*** Opening Provided records ***

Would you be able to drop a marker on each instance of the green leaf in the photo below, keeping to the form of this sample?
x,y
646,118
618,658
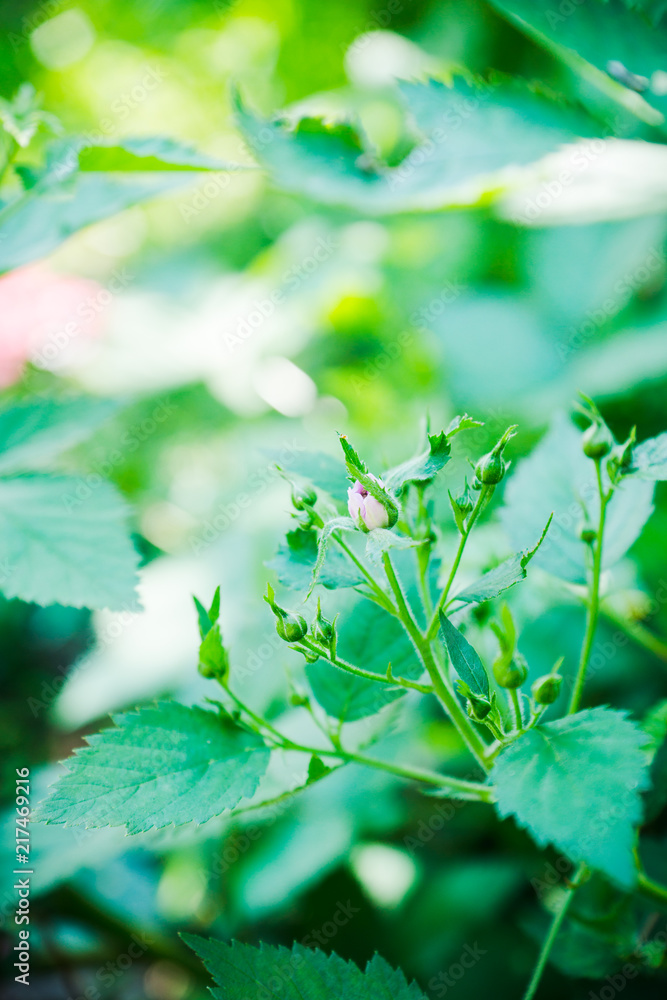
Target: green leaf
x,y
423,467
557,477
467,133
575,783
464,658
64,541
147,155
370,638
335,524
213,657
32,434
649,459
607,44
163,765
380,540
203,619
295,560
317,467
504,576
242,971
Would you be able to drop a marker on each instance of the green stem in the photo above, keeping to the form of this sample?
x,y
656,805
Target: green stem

*** Closing Provided records ***
*** Opening Provided records ***

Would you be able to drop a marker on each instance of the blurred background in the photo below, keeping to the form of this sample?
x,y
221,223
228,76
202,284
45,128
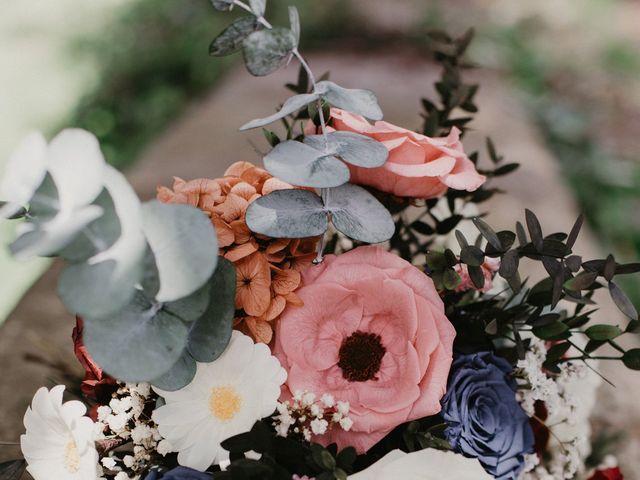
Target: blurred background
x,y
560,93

*** Closing Provided records ***

What is required: Copy out each line of the records where the word "able" appears.

Response area:
Would you be able to drop a marker on each instance of the green leaf in the photo below, keeping to the form of this sample?
Would you be able to drop a marker on each instance of the green stem in the photo above, keeping to the form of this sample?
Would you be able to drop a marker on each instance of the blurred background in the photo below, keeping to the form of this sample?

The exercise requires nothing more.